◆ AIM OF THE EXERCISE
Copy out every record below with complete accuracy.
::::
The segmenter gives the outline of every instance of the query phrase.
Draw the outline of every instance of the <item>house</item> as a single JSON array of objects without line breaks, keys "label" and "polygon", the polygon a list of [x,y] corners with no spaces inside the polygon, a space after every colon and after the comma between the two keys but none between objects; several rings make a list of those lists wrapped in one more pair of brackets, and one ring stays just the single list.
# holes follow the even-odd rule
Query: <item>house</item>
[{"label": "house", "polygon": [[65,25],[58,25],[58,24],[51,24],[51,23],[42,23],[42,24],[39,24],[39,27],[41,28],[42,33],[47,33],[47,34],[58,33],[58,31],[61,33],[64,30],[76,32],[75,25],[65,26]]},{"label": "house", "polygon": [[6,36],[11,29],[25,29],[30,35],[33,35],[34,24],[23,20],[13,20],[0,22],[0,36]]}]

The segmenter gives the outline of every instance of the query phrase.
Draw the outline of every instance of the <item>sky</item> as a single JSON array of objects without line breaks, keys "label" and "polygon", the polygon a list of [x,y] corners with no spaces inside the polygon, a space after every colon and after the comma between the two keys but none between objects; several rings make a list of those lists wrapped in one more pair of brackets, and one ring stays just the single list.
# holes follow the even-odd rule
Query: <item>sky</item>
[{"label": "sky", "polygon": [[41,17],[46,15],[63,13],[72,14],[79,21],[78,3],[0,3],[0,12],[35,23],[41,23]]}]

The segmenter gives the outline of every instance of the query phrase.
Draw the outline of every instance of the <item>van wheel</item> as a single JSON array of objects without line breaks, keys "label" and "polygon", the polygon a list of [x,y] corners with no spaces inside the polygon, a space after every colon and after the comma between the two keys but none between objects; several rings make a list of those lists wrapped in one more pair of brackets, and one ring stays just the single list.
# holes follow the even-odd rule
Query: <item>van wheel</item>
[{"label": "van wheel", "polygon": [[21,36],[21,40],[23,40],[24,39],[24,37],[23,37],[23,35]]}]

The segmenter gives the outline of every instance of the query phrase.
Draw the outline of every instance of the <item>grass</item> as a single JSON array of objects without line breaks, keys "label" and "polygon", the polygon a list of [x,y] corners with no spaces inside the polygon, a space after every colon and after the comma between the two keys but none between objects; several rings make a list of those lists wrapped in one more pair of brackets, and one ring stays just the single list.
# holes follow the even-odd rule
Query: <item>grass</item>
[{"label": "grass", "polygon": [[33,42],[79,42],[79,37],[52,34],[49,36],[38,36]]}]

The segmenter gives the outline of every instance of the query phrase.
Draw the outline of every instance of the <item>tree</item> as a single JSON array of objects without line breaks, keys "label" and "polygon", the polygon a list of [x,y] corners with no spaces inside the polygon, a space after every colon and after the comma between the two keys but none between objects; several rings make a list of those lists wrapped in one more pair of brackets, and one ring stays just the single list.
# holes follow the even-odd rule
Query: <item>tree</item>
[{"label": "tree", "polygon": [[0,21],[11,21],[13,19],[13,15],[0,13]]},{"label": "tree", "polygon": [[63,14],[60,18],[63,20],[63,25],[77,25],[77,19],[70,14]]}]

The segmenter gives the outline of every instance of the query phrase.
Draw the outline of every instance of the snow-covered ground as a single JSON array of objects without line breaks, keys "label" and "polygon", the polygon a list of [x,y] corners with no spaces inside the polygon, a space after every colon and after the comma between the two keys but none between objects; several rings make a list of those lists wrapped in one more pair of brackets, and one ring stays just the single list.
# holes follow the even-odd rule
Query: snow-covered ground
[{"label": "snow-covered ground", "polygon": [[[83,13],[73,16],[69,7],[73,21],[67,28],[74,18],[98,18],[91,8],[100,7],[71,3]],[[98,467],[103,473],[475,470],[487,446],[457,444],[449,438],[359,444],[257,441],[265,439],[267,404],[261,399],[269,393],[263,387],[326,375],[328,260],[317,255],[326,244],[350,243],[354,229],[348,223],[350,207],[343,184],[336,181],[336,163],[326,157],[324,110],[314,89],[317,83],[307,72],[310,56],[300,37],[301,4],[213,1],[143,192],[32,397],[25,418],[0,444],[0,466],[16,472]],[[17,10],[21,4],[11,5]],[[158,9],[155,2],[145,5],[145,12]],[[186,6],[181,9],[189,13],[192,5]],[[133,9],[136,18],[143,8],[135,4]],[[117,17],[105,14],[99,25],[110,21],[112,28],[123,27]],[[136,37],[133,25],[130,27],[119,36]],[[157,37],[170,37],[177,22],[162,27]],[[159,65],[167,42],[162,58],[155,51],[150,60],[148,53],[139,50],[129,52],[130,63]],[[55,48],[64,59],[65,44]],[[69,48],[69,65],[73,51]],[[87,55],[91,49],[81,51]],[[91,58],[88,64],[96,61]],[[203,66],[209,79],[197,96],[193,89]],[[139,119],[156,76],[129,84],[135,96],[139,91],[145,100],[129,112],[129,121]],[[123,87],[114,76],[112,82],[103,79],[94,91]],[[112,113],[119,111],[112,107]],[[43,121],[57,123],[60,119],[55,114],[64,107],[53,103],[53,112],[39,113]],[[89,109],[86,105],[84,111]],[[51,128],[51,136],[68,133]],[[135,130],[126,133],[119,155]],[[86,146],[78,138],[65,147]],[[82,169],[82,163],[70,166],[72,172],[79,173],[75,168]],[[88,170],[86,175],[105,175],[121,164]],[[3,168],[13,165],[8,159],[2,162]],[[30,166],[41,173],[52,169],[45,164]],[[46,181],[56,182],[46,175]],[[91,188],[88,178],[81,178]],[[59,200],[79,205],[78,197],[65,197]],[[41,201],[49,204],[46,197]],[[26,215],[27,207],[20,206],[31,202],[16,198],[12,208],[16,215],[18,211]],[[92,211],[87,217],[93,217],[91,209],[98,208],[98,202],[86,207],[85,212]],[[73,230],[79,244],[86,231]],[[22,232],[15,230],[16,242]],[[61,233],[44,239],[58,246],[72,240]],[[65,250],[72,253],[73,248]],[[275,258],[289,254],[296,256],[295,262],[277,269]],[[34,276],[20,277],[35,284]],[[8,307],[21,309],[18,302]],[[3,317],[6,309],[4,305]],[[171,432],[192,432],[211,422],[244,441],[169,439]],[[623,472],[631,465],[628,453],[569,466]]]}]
::::
◆ EXERCISE RESPONSE
The segmenter gives the outline of every instance of the query phrase.
Draw the outline of every instance of the <item>house</item> as a single JSON array of objects without line breaks, keys "label" and "polygon", the polygon a list of [x,y] corners with no spaces inside the polygon, a space after every colon and after the comma between the two keys but none between objects; several rings make a list of those lists wrapped in one more pair of brackets, and one ring stays just the single list.
# holes follow the even-odd rule
Query: <item>house</item>
[{"label": "house", "polygon": [[65,25],[58,25],[58,24],[51,24],[51,23],[42,23],[42,24],[39,24],[39,27],[41,28],[42,33],[47,33],[47,34],[58,33],[58,31],[61,33],[64,30],[76,32],[75,25],[65,26]]},{"label": "house", "polygon": [[6,36],[11,29],[25,29],[30,35],[33,35],[34,24],[23,20],[13,20],[0,22],[0,36]]}]

The segmenter gives the outline of every instance of the query phrase.
Draw the outline of every instance of the <item>sky</item> as a single JSON array of objects without line breaks, keys "label" and "polygon", the polygon a list of [x,y] corners with no spaces inside the polygon, a space after every colon and after the comma between the two keys but none between objects; several rings make a list of those lists wrapped in one more pair of brackets, and one ring stays just the single list.
# holes follow the even-odd rule
Query: <item>sky</item>
[{"label": "sky", "polygon": [[41,17],[46,15],[63,13],[72,14],[79,21],[78,3],[0,3],[0,12],[35,23],[41,23]]}]

The segmenter gives the outline of every instance of the query phrase.
Draw the outline of every instance of the <item>van wheel</item> as a single JSON array of objects without line breaks, keys "label" and "polygon", the polygon a list of [x,y] corners with no spaces inside the polygon, a space after every colon and after the comma between the two keys but none between objects; several rings make a list of those lists wrapped in one more pair of brackets, and one ring stays just the single list.
# holes follow the even-odd rule
Query: <item>van wheel</item>
[{"label": "van wheel", "polygon": [[21,36],[21,40],[23,40],[24,39],[24,37],[23,37],[23,35]]}]

The segmenter gives the outline of every instance of the query phrase.
Draw the outline of every instance of the <item>grass</item> as a single JSON array of objects without line breaks, keys "label" and "polygon", the polygon a list of [x,y] corners with no spaces inside the polygon, a space after every colon and after the comma between the two keys but none between objects; several rings make a list of those lists wrapped in one more pair of brackets, and one ring stays just the single list.
# holes follow the even-odd rule
Query: <item>grass</item>
[{"label": "grass", "polygon": [[33,42],[79,42],[79,37],[52,34],[49,36],[38,36]]}]

The segmenter gives the outline of every instance of the query phrase.
Draw the outline of every instance of the <item>tree</item> as a single JSON array of objects without line breaks, keys "label" and "polygon", the polygon a list of [x,y] corners with no spaces inside the polygon, a space after every colon and after the comma between the two keys but none between objects; several rings make a list of those lists wrapped in one more pair of brackets, and one ring stays just the single list.
# holes follow the even-odd rule
Query: <item>tree</item>
[{"label": "tree", "polygon": [[0,21],[11,21],[13,19],[13,15],[0,13]]},{"label": "tree", "polygon": [[63,14],[60,18],[63,20],[63,25],[77,25],[77,19],[70,14]]}]

The segmenter gives the outline of every instance of the query phrase.
Draw the outline of every instance of the snow-covered ground as a single JSON array of objects without line breaks, keys "label" and "polygon", the polygon a list of [x,y] corners with no spaces inside the polygon, a space after every colon and after the comma between the two keys but none between objects; several rings make a list of those lists wrapped in one more pair of brackets, and one ring stays just the single list.
# holes follow the even-odd rule
Query: snow-covered ground
[{"label": "snow-covered ground", "polygon": [[[83,13],[73,16],[69,7],[73,21],[67,28],[74,18],[98,18],[91,8],[100,7],[71,3]],[[98,467],[103,473],[475,470],[487,446],[457,444],[449,438],[359,444],[257,441],[265,439],[267,404],[261,399],[269,393],[263,387],[326,375],[328,260],[317,255],[326,244],[350,243],[354,229],[348,223],[350,207],[343,184],[336,181],[336,163],[326,157],[324,110],[314,89],[317,83],[307,72],[310,56],[300,37],[301,4],[213,1],[143,192],[32,397],[25,418],[0,444],[0,466],[16,472]],[[17,10],[21,4],[11,5]],[[158,9],[155,2],[145,5],[145,12]],[[186,6],[181,9],[189,13],[192,5]],[[133,9],[136,18],[143,8],[135,4]],[[117,17],[105,14],[99,25],[110,21],[112,28],[123,27]],[[136,37],[133,25],[130,27],[119,36]],[[157,37],[170,37],[177,22],[162,27]],[[159,65],[167,42],[162,58],[155,51],[150,60],[148,53],[139,50],[129,52],[130,63]],[[55,48],[64,59],[65,44]],[[69,48],[69,65],[73,51]],[[87,55],[91,49],[81,51]],[[91,58],[88,64],[96,61]],[[203,66],[209,79],[197,96],[193,89]],[[139,119],[156,76],[129,84],[135,96],[139,91],[145,100],[129,112],[129,121]],[[123,87],[114,76],[112,82],[103,79],[94,91]],[[112,113],[119,111],[112,107]],[[43,121],[57,123],[60,119],[55,114],[64,107],[53,103],[53,112],[39,113]],[[89,109],[86,105],[84,111]],[[51,128],[51,136],[68,133]],[[135,130],[126,133],[119,155]],[[86,146],[78,138],[65,147]],[[82,169],[82,163],[70,166],[72,172],[79,173],[75,168]],[[88,170],[86,175],[105,175],[121,164]],[[3,168],[13,165],[8,159],[2,162]],[[30,166],[41,173],[52,169],[45,164]],[[46,181],[56,182],[46,175]],[[91,188],[88,178],[81,178]],[[59,200],[79,205],[78,197],[65,197]],[[41,201],[49,204],[46,197]],[[26,215],[27,207],[20,206],[31,202],[16,198],[12,208],[16,215],[18,211]],[[92,211],[87,217],[93,217],[91,209],[98,208],[98,202],[86,207],[85,212]],[[73,230],[79,244],[86,231]],[[22,232],[15,230],[16,242]],[[61,233],[44,239],[58,246],[72,240]],[[65,250],[72,253],[73,248]],[[275,258],[289,254],[296,256],[295,262],[277,269]],[[34,276],[20,277],[35,284]],[[8,307],[21,309],[18,302]],[[3,317],[6,309],[4,305]],[[171,432],[192,432],[211,422],[244,441],[169,439]],[[623,472],[631,465],[628,453],[569,466]]]}]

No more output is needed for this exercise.